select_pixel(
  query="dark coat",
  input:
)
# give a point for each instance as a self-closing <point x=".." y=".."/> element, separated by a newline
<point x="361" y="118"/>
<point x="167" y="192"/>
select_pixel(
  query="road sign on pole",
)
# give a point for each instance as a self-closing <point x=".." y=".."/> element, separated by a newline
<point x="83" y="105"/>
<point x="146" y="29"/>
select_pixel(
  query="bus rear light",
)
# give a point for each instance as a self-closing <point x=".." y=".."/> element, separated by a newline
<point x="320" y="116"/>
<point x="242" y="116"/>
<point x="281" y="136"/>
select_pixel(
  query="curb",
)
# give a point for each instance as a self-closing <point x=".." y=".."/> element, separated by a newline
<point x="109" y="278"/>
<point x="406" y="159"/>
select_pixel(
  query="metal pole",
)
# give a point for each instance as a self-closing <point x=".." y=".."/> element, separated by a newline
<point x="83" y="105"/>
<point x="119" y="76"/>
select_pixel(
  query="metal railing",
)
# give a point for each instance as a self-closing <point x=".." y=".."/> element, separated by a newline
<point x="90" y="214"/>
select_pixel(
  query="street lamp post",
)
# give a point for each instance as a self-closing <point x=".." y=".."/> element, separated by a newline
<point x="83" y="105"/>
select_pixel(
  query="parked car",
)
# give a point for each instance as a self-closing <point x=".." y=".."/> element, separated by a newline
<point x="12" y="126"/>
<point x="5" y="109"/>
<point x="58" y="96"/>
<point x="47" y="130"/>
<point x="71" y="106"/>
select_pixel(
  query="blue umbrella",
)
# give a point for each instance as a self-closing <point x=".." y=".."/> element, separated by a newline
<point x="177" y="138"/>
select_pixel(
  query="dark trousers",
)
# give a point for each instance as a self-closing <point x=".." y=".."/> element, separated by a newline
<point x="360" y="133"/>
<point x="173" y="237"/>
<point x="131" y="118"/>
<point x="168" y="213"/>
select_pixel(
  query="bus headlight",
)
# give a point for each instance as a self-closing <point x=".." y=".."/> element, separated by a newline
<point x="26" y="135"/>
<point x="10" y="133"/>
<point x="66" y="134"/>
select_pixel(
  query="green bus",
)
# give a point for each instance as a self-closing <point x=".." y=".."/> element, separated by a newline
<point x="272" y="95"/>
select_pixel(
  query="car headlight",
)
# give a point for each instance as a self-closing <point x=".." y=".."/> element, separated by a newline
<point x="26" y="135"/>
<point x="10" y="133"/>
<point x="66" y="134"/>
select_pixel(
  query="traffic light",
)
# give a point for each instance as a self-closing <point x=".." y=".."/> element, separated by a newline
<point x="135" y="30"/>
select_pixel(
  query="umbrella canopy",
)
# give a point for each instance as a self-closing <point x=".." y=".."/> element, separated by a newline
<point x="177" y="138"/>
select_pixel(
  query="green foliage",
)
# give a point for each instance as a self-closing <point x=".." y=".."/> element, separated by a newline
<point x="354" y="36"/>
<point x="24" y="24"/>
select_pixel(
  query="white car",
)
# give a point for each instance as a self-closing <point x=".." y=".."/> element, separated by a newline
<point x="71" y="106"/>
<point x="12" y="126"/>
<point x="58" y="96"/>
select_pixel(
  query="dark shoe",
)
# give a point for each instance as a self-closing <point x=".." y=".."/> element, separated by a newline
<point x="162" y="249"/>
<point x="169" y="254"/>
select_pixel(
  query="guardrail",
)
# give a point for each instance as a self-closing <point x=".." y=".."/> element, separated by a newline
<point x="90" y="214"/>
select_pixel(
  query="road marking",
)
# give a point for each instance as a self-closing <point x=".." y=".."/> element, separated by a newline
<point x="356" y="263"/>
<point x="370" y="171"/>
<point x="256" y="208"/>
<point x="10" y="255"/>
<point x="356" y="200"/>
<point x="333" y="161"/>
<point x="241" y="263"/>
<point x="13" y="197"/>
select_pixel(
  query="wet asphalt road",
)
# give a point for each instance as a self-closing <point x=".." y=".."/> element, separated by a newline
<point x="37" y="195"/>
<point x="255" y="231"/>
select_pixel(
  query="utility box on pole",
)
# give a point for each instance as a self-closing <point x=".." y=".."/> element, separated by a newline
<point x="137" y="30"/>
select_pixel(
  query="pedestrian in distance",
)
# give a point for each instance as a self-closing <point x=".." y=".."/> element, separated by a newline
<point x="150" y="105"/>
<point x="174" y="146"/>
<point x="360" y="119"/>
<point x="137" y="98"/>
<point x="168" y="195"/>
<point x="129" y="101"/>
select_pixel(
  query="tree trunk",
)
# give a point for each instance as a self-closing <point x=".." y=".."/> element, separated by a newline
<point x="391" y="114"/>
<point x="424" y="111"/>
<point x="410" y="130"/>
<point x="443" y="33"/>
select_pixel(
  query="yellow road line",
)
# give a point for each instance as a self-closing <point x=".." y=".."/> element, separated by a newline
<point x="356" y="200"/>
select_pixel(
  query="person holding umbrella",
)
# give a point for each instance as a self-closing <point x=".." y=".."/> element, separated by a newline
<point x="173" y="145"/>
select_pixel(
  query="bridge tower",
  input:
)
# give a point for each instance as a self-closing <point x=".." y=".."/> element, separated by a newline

********************

Directions for this task »
Return all of the data exactly as it reads.

Exercise answer »
select_pixel(
  query="dark coat",
  input:
)
# give a point for each instance as a self-closing <point x=".." y=".."/> element, separated by a newline
<point x="361" y="118"/>
<point x="167" y="192"/>
select_pixel(
  query="road sign on pole",
)
# give a point for each instance as a self-closing <point x=".." y=".."/> element, separated by a newline
<point x="83" y="105"/>
<point x="146" y="29"/>
select_pixel(
  query="bus rear light",
)
# give a point for each instance as a self-closing <point x=".." y=".."/> element, separated by a newline
<point x="320" y="116"/>
<point x="242" y="116"/>
<point x="281" y="136"/>
select_pixel(
  query="curb",
)
# give a point for each instance as a self-closing <point x=".." y=".."/> element, separated by a newline
<point x="109" y="278"/>
<point x="406" y="159"/>
select_pixel(
  query="metal pole",
)
# give a point for each instance as a self-closing <point x=".." y=".."/> element, separated by a newline
<point x="83" y="105"/>
<point x="119" y="76"/>
select_pixel(
  query="metal railing",
)
# give a point for each instance as a self-closing <point x=".." y=".."/> element, separated by a newline
<point x="90" y="214"/>
select_pixel(
  query="street lamp post",
)
# give a point for each instance as a self-closing <point x=".." y=".."/> element, separated by a newline
<point x="83" y="105"/>
select_pixel(
  query="parked car",
)
# give a point for each instance as a self-closing <point x=".." y=".."/> element, separated by a newline
<point x="12" y="126"/>
<point x="5" y="109"/>
<point x="58" y="96"/>
<point x="47" y="130"/>
<point x="71" y="106"/>
select_pixel(
  query="blue umbrella",
)
# give a point for each instance as a self-closing <point x=".." y=".."/> element, separated by a newline
<point x="177" y="138"/>
select_pixel(
  query="dark trousers",
)
# give a point for each instance as a self-closing <point x=".." y=".."/> element, separated by a newline
<point x="360" y="133"/>
<point x="173" y="237"/>
<point x="131" y="118"/>
<point x="168" y="213"/>
select_pixel(
  query="bus headlight",
)
# give a point for each instance as a self-closing <point x=".." y=".."/> element, separated by a newline
<point x="26" y="135"/>
<point x="10" y="133"/>
<point x="66" y="134"/>
select_pixel(
  query="green bus",
)
# give a point for each instance as a self-closing <point x=".." y=".."/> element, separated by a newline
<point x="272" y="95"/>
select_pixel(
  query="car headlight",
)
# give a point for each instance as a self-closing <point x=".." y=".."/> element, separated by a newline
<point x="26" y="135"/>
<point x="10" y="133"/>
<point x="66" y="134"/>
select_pixel(
  query="traffic light",
)
# give a point for each instance as a self-closing <point x=".." y=".."/> element, separated by a newline
<point x="135" y="30"/>
select_pixel(
  query="umbrella canopy",
)
# give a point for each instance as a self-closing <point x=".." y=".."/> element, separated by a newline
<point x="177" y="138"/>
select_pixel(
  query="green foliage",
)
# give a point for each instance as a self-closing <point x=".." y=".."/> element, separated by a newline
<point x="354" y="36"/>
<point x="24" y="24"/>
select_pixel(
  query="white car",
)
# give a point for each instance as a self-closing <point x=".." y=".."/> element, separated by a newline
<point x="71" y="106"/>
<point x="12" y="126"/>
<point x="58" y="96"/>
select_pixel(
  query="dark shoe",
)
# give a point for each instance as a self-closing <point x=".." y=".."/> element, separated by a newline
<point x="162" y="249"/>
<point x="169" y="254"/>
select_pixel(
  query="guardrail",
)
# give a point for each instance as a self-closing <point x=".." y=".."/> element, separated by a newline
<point x="90" y="214"/>
select_pixel(
  query="road marking",
)
# give a point for each instance as a self-closing <point x=".." y=".."/> element, separated by a newline
<point x="356" y="263"/>
<point x="370" y="171"/>
<point x="256" y="208"/>
<point x="10" y="255"/>
<point x="356" y="200"/>
<point x="333" y="161"/>
<point x="241" y="263"/>
<point x="13" y="197"/>
select_pixel(
  query="wet asphalt road",
)
# give a point for each instance as a self-closing <point x=".." y=".."/> element, separated by a newline
<point x="37" y="195"/>
<point x="255" y="231"/>
select_pixel(
  query="utility box on pole",
)
# give a point for each instance as a self-closing <point x=".." y=".."/> element, separated by a newline
<point x="137" y="30"/>
select_pixel(
  query="pedestrian in distance",
)
# give a point for each instance as a self-closing <point x=".." y=".."/> element, separated by a newline
<point x="150" y="105"/>
<point x="174" y="146"/>
<point x="360" y="119"/>
<point x="137" y="98"/>
<point x="168" y="195"/>
<point x="129" y="101"/>
select_pixel(
  query="tree trunk",
)
# give a point for each instance as a self-closing <point x=".." y=".."/> element, separated by a newline
<point x="391" y="114"/>
<point x="424" y="111"/>
<point x="410" y="130"/>
<point x="443" y="33"/>
select_pixel(
  query="yellow road line",
)
# give a point for each instance as a self-closing <point x=".." y=".."/> element, separated by a newline
<point x="356" y="200"/>
select_pixel(
  query="person holding umbrella",
)
# give a point for each instance as a self-closing <point x=".." y=".."/> element, separated by a newline
<point x="173" y="145"/>
select_pixel(
  query="bridge tower",
  input:
)
# give a point for each instance as a self-closing <point x=".." y=".."/> element, separated by a newline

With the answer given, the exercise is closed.